- _ОТРЫВОК_:
■ ■ ■ ■
Когда возникал следующий вопрос: «Были ли у вас родственники на оккупированных территориях?» — мой мозг закипал от двусмысленности ситуации. Еще мало зная тогда о Холокосте, я понимал, что на оккупированных территориях могли быть мои родственники, которые, например, там и погибли. От бабушки с дедушкой урывками я что-то такое слышал. Но всегда писал: «Родственников на оккупированной территории не было». Писал и думал: «Я, наверное, вру — но я же не знаю! А если узнают, что мне будет за это? Вдруг у меня были родственники на оккупированных территориях?»

А потом вдруг стало можно без всяких анкет с одним только загранпаспортом сесть в машину и поехать, скажем, в Загреб, а уже оттуда, переночевав в отеле, за четыре часа можно добраться до прекрасного города Риека на Адриатическом море. После Москвы в Хорватии шокировали чистота, доброжелательность людей, улыбки. И все было вкусное. Я пребывал в другом мире и не хотел возвращаться домой. Но возвращаться было надо. Мы искренне верили, что строим новую жизнь и что рано или поздно в Союзе станет, как на Западе. Мы мечтали о том, чтобы СССР стал такой же цивилизованной страной.
■ ■ ■ ■
- _ВЫБОРКА ДАННЫХ_:

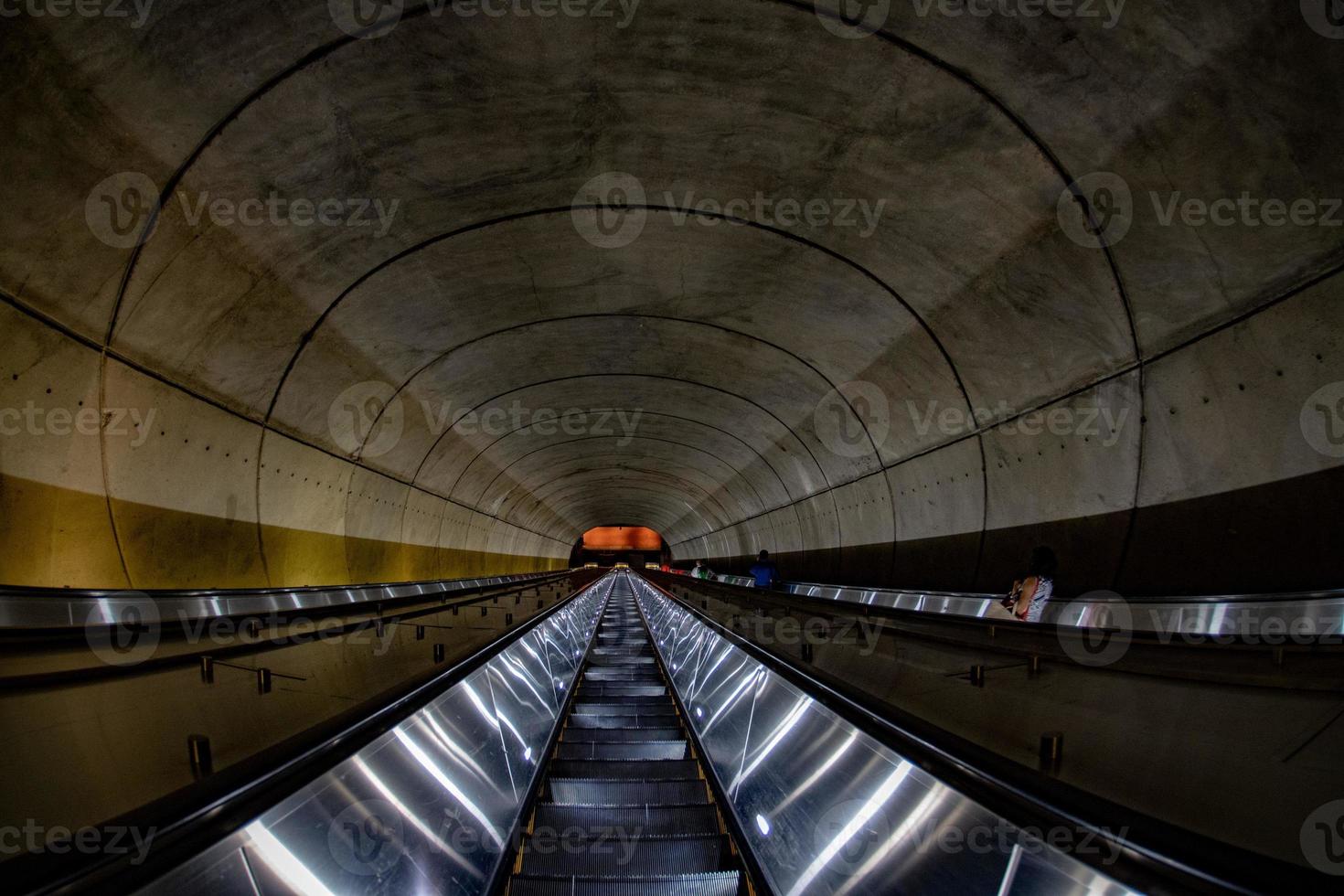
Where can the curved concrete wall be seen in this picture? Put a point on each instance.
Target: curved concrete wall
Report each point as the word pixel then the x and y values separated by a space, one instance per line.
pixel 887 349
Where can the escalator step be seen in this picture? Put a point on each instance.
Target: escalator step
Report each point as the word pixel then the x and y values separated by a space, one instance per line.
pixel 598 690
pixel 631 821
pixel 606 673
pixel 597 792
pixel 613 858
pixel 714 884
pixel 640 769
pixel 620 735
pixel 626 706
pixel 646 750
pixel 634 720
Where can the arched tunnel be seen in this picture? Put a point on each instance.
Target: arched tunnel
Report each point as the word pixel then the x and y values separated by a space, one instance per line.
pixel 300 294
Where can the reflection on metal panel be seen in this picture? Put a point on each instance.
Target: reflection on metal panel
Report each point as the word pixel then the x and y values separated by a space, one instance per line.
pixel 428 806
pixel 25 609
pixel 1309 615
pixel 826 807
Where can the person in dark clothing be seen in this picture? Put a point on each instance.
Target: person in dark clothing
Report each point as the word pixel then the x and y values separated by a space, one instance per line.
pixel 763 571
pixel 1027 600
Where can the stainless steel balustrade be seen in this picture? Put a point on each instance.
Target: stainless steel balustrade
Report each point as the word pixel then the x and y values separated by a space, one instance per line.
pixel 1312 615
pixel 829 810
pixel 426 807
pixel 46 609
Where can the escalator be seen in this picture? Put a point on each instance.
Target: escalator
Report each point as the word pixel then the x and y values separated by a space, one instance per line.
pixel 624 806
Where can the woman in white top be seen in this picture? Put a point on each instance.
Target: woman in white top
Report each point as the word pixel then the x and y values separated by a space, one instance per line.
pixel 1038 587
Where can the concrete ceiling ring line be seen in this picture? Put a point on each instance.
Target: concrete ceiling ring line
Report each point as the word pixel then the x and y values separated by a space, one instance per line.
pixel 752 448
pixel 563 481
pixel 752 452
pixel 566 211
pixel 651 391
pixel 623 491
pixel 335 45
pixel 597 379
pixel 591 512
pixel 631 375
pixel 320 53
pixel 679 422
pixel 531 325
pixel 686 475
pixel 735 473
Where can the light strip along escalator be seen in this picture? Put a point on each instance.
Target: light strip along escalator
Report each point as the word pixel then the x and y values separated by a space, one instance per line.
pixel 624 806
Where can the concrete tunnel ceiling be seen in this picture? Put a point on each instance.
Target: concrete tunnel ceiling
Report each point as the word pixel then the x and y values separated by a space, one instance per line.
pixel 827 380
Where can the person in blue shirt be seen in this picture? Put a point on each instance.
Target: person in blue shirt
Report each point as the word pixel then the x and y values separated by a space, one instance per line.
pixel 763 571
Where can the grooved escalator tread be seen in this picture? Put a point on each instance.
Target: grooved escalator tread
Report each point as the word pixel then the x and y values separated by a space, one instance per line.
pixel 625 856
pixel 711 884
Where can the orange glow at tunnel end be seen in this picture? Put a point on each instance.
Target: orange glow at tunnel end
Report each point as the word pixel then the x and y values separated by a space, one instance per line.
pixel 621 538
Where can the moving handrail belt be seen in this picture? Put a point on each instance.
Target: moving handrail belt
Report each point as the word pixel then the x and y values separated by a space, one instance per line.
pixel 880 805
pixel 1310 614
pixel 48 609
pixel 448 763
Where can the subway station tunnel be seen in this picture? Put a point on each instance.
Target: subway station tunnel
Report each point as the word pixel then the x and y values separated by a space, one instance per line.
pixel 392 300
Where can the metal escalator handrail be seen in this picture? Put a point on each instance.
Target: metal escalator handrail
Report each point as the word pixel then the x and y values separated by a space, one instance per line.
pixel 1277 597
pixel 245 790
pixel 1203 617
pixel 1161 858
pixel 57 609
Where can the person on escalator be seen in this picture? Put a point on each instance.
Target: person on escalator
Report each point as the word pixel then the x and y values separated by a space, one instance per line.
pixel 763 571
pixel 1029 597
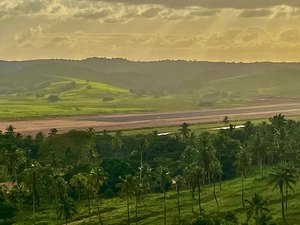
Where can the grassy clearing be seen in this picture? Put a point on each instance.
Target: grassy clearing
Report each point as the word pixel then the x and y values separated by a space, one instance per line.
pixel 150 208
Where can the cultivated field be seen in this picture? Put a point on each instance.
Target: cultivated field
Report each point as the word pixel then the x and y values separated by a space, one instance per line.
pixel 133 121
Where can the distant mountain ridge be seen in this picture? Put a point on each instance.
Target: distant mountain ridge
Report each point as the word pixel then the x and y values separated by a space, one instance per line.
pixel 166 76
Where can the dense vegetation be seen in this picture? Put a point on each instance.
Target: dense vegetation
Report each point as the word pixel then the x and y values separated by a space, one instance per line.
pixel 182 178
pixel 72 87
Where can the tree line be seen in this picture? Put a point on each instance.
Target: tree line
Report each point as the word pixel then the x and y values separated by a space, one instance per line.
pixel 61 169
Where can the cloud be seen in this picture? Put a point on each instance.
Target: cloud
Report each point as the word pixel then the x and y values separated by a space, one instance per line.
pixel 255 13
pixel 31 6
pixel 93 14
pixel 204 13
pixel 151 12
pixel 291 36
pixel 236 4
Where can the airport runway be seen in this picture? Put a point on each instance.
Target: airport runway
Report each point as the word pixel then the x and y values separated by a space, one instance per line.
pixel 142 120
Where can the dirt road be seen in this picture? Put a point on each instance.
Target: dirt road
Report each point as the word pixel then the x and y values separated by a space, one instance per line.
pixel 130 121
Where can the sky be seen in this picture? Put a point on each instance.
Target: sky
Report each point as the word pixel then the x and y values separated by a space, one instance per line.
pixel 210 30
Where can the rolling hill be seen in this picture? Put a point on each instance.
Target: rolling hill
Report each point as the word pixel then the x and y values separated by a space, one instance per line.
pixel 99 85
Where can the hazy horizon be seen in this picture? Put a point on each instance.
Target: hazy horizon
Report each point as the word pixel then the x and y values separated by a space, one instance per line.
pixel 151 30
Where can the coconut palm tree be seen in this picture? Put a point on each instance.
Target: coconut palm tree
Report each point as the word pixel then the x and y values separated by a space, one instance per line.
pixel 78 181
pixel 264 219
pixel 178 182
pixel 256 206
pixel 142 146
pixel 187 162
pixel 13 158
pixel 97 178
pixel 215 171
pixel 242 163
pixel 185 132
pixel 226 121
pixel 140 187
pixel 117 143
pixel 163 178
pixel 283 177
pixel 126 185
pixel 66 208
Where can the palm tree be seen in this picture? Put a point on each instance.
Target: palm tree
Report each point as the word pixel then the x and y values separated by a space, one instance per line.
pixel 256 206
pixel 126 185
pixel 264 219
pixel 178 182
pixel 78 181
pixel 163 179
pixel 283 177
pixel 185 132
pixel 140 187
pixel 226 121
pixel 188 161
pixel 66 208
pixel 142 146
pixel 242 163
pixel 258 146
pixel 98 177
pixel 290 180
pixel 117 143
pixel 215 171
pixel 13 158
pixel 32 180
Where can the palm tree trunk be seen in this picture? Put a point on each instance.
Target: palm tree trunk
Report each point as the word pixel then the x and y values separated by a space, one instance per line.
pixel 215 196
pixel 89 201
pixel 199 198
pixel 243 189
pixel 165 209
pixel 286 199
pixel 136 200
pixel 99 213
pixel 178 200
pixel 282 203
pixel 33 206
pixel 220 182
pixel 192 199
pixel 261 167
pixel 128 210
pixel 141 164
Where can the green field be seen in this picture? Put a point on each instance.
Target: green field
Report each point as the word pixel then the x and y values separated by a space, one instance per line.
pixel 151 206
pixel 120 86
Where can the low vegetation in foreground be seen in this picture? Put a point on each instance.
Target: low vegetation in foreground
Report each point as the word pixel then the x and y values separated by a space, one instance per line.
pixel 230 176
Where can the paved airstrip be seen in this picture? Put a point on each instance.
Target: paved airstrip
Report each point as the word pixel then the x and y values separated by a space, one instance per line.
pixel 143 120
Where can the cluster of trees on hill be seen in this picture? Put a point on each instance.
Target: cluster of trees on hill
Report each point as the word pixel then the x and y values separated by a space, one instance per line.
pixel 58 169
■ ■ ■ ■
- _ЦЕЛЬ ЗАДАНИЯ_: Сколько времени, согласно отрывку, нужно, чтобы добраться из Загреба до Риеки? Записи для работы не понадобятся.

- _РЕЗУЛЬТАТ_: Четыре часа.